EXTRACT Start Marker

Advance care planning — Advance care planning is critical to the management of patients with advanced dementia and should occur throughout the disease process [28,29].

The standard components of advance care planning apply to advanced dementia and are discussed separately. (See "Advance care planning and advance directives".)

In patients with dementia, we emphasize the following [30,31]:

Start early. Ideally, these discussions should begin before the patient loses decision-making capacity, thus allowing the individual to participate and articulate their wishes. Patients should be advised to appoint a health care proxy early in the process. (See "Assessment of decision-making capacity in adults".)

Talk about what is to come. As dementia progresses, patients experience not only loss of cognition and the ability to perform tasks of daily living. Later in the disease course, they will incur loss of basic bodily functions, particularly the ability to swallow and to fight infections. These complications are the most common proximate causes of death in advanced dementia. Later in the process, a Medical Orders for Life-Sustaining Treatment (MOLST) form can be helpful in addressing advance directives in a more granular manner.

As the disease progresses, referral for a palliative care consult can be helpful for families and caregivers. These conversations should occur in a stage-appropriate manner from the initial diagnosis. (See "Discussing goals of care".)

Consider using a structured conversation guide and written materials tailored to patients and caregivers with dementia [29,32]. Publicly available online resources include printable guides developed by The Conversation Project [32].

SUPPORT FOR CAREGIVERS — Caregivers of patients with dementia can suffer significant stress, particularly as cognitive function declines or behavioral symptoms worsen [33]. Counseling and participation in support groups can be beneficial. It is also helpful to encourage the caregiver to get help in sharing the caregiving burden with other family members or, if affordable, paid caregivers. Respite care and elder daycare may also be of benefit in providing a period of relief for caregivers [34] so that they can come back refreshed and rested. Respite care, daycare, and other day programs are available in most areas, often through the local agency on aging. In the United States, information can be obtained from the Alzheimer's Association at 1-800-272-3900.

EXTRACT End Marker

▶ **QUESTIONS ON THE MATERIAL**:
**A.** In the excerpt on dementia care, change "structured" to "standardized" and write out the passage starting with "As the disease" and going on through "Conversation Project [32].".
**B.** Answer these questions from the excerpt on dementia care:
(i) What should patients be advised to appoint early in the process?
(ii) Which form can help address advance directives in a more granular manner later in the process?
(iii) What phone number is given for the Alzheimer's Association?
**C.** List every title that the excerpt on dementia care gives in quotation marks after the word "See".
The material after this text is separate from it.

INFORMATION SUPPLIED Start Marker

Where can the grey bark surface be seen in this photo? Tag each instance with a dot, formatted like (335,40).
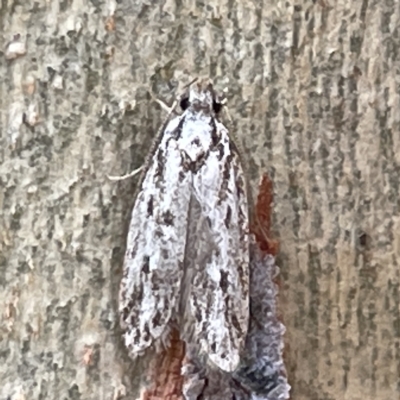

INFORMATION SUPPLIED End Marker

▶ **SOLUTIONS TO THE TASKS**:
**A.**
As the disease progresses, referral for a palliative care consult can be helpful for families and caregivers. These conversations should occur in a stage-appropriate manner from the initial diagnosis. (See "Discussing goals of care".)

Consider using a standardized conversation guide and written materials tailored to patients and caregivers with dementia [29,32]. Publicly available online resources include printable guides developed by The Conversation Project [32].

**B.**
(i) A health care proxy.
(ii) A Medical Orders for Life-Sustaining Treatment (MOLST) form.
(iii) 1-800-272-3900.

**C.**
"Advance care planning and advance directives"
"Assessment of decision-making capacity in adults"
"Discussing goals of care"